EXTRACTED MATERIAL
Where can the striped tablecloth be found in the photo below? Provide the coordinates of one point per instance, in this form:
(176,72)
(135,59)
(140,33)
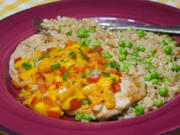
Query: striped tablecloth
(9,7)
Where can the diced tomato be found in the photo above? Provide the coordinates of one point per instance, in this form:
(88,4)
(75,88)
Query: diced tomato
(15,84)
(114,71)
(90,50)
(40,81)
(98,49)
(54,81)
(17,59)
(80,68)
(102,67)
(34,101)
(75,104)
(69,43)
(49,49)
(93,78)
(58,85)
(53,114)
(62,70)
(115,87)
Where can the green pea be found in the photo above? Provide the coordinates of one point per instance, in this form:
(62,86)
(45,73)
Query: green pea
(139,110)
(126,65)
(69,33)
(85,102)
(155,81)
(141,48)
(81,32)
(97,43)
(107,55)
(91,30)
(154,75)
(130,29)
(128,44)
(163,42)
(121,43)
(87,117)
(132,59)
(60,28)
(78,117)
(80,42)
(175,43)
(122,57)
(158,102)
(150,54)
(165,79)
(149,67)
(121,70)
(141,33)
(148,61)
(163,91)
(147,78)
(86,42)
(134,53)
(169,38)
(175,67)
(123,51)
(167,49)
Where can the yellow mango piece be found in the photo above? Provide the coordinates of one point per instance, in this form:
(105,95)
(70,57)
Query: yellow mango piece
(44,65)
(109,99)
(66,104)
(104,83)
(40,108)
(64,94)
(89,89)
(28,75)
(28,100)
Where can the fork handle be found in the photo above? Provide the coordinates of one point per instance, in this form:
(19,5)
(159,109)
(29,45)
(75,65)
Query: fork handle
(164,29)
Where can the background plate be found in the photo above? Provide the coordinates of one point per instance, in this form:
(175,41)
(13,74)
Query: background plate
(16,28)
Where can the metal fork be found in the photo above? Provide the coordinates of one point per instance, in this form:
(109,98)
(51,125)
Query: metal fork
(163,29)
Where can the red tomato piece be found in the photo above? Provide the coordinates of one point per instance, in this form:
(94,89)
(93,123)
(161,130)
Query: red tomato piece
(115,87)
(17,59)
(75,104)
(98,49)
(93,78)
(53,114)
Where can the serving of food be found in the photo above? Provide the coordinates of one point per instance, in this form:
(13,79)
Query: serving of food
(84,71)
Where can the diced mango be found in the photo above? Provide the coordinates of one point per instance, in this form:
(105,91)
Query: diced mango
(40,108)
(109,99)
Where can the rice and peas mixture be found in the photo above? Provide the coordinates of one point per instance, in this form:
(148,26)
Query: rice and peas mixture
(154,55)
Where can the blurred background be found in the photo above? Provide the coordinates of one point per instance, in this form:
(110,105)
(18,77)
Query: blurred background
(9,7)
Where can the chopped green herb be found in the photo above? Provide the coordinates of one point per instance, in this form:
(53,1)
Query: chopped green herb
(55,66)
(65,76)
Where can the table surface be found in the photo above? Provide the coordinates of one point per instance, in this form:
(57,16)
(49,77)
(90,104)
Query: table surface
(9,7)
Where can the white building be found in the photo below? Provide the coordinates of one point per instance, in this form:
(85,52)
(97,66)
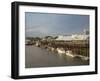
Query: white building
(73,37)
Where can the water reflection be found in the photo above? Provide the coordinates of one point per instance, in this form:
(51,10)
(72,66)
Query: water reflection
(39,57)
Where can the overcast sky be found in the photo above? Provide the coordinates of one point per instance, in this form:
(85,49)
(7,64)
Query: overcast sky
(47,24)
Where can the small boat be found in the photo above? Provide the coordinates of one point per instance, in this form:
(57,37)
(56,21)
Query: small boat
(60,50)
(69,53)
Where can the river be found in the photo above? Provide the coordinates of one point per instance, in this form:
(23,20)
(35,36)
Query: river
(39,57)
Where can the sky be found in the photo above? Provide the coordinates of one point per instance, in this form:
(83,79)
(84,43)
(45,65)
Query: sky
(52,24)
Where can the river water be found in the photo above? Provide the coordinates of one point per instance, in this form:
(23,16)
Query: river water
(39,57)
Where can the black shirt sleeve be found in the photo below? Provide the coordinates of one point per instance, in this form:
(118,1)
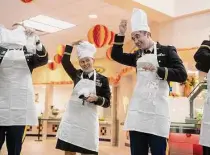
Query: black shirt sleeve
(104,94)
(40,58)
(118,55)
(175,71)
(66,63)
(202,55)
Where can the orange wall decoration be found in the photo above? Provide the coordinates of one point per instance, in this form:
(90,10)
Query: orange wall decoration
(52,65)
(26,1)
(111,37)
(99,35)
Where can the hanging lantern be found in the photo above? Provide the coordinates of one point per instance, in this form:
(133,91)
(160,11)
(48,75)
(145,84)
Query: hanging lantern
(57,58)
(52,65)
(60,49)
(111,37)
(26,1)
(108,53)
(98,35)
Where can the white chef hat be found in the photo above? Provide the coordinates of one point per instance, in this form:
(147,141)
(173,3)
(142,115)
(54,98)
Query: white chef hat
(139,21)
(85,49)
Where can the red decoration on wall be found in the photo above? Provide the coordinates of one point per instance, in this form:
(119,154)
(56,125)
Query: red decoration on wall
(26,1)
(98,35)
(52,65)
(57,58)
(108,53)
(111,37)
(60,50)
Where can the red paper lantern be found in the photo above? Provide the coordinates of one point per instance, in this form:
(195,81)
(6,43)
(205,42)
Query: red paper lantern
(52,65)
(26,1)
(57,58)
(60,50)
(108,53)
(98,35)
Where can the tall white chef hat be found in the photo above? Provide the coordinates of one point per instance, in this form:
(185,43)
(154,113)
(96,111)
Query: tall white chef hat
(85,49)
(139,21)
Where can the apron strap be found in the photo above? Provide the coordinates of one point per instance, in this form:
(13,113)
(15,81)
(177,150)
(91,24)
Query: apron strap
(94,74)
(155,48)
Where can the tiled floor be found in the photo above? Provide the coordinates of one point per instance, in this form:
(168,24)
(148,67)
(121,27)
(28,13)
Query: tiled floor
(47,147)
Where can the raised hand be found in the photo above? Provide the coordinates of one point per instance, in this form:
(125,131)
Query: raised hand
(123,27)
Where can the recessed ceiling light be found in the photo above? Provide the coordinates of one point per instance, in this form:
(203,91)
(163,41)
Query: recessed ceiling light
(93,16)
(47,24)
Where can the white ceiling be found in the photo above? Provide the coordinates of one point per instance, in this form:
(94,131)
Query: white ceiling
(73,11)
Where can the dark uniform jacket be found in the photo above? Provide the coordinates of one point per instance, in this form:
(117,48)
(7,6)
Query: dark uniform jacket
(102,91)
(170,67)
(33,60)
(202,57)
(102,83)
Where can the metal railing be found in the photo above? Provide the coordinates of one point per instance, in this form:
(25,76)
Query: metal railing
(195,92)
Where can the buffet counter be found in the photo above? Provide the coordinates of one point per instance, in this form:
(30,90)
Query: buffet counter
(183,139)
(48,127)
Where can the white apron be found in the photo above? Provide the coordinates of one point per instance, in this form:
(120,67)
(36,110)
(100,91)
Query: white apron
(16,91)
(148,109)
(79,125)
(205,125)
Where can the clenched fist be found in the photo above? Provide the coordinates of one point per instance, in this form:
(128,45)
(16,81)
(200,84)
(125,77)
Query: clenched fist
(123,27)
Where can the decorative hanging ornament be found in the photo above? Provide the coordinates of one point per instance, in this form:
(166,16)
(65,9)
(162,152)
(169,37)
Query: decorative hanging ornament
(98,35)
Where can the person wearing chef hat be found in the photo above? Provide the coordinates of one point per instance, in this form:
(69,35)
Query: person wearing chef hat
(79,128)
(147,118)
(17,108)
(202,59)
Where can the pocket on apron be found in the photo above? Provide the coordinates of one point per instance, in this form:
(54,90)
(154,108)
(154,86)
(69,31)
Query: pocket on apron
(5,99)
(72,133)
(206,111)
(143,102)
(4,116)
(18,116)
(18,98)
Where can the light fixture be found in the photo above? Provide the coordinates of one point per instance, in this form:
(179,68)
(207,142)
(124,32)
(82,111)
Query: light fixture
(93,16)
(46,24)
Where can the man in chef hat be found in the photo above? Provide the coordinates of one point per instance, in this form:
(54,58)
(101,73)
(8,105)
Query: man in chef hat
(17,108)
(148,120)
(79,128)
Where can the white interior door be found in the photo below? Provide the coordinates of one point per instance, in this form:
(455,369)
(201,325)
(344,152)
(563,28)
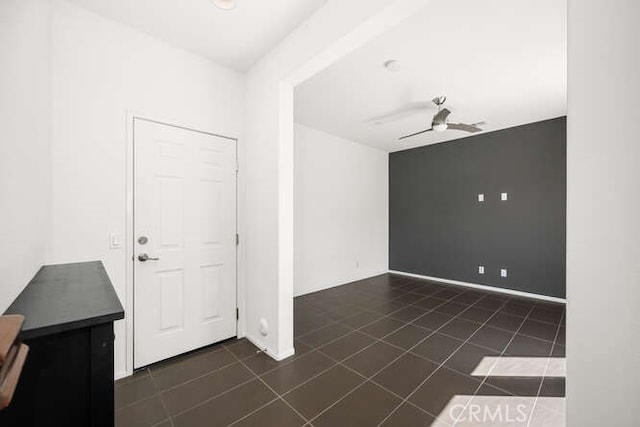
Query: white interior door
(185,240)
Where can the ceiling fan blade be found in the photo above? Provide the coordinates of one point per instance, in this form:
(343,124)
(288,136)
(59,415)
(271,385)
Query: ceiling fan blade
(463,127)
(415,134)
(401,113)
(442,115)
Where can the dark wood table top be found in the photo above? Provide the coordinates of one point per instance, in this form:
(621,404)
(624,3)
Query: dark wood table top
(66,297)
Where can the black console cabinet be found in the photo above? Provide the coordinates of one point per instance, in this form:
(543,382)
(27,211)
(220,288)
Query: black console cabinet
(67,379)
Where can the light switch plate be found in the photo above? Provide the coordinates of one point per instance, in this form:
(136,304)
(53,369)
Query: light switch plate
(115,240)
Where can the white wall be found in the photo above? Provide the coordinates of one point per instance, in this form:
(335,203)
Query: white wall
(24,142)
(341,211)
(101,70)
(267,154)
(603,226)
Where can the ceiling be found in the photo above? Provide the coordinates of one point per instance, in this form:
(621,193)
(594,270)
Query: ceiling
(236,38)
(498,61)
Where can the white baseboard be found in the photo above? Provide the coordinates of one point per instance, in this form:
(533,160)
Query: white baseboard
(482,287)
(121,374)
(275,356)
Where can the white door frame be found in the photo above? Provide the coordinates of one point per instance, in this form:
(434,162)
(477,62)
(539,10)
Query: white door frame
(129,320)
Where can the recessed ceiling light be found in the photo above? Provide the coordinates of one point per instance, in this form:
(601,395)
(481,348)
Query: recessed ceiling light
(391,65)
(225,4)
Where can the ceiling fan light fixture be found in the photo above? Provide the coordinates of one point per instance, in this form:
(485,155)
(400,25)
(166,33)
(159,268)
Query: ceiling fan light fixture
(225,4)
(440,127)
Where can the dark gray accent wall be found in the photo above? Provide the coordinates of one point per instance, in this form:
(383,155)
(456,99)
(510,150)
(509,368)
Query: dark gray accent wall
(438,228)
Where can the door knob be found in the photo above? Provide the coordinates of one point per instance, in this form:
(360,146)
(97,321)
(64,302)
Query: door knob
(145,257)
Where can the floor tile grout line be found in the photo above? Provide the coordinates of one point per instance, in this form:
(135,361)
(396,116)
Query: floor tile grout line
(360,330)
(190,380)
(410,350)
(443,363)
(375,373)
(279,396)
(371,380)
(363,309)
(164,406)
(491,369)
(546,368)
(502,305)
(401,355)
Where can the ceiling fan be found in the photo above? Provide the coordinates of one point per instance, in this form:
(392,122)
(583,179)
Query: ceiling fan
(439,122)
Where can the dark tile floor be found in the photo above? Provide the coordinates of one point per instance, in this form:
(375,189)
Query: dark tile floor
(388,351)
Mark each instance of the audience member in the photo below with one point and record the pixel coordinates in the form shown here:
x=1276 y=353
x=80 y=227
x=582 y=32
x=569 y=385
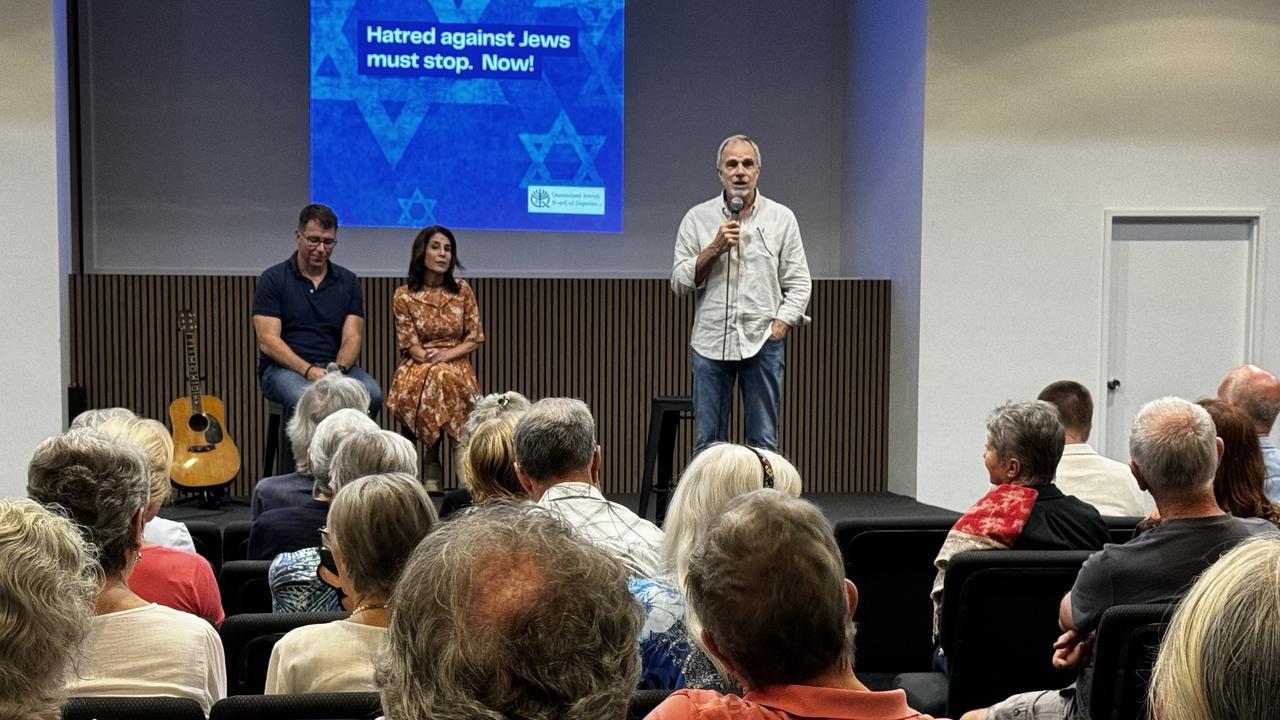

INSTRUCTIONS FOR THE TASK
Report every line of the records that contains the string "green", matching case exactly.

TASK RESULT
Where can the green pea be found in the photo above? Provide the coordinates of one point per instance, in this form:
Query: green pea
Where can the chopped green herb be found in the photo above? Provide the coordinates of one point per instance, in this form:
Query: chopped green herb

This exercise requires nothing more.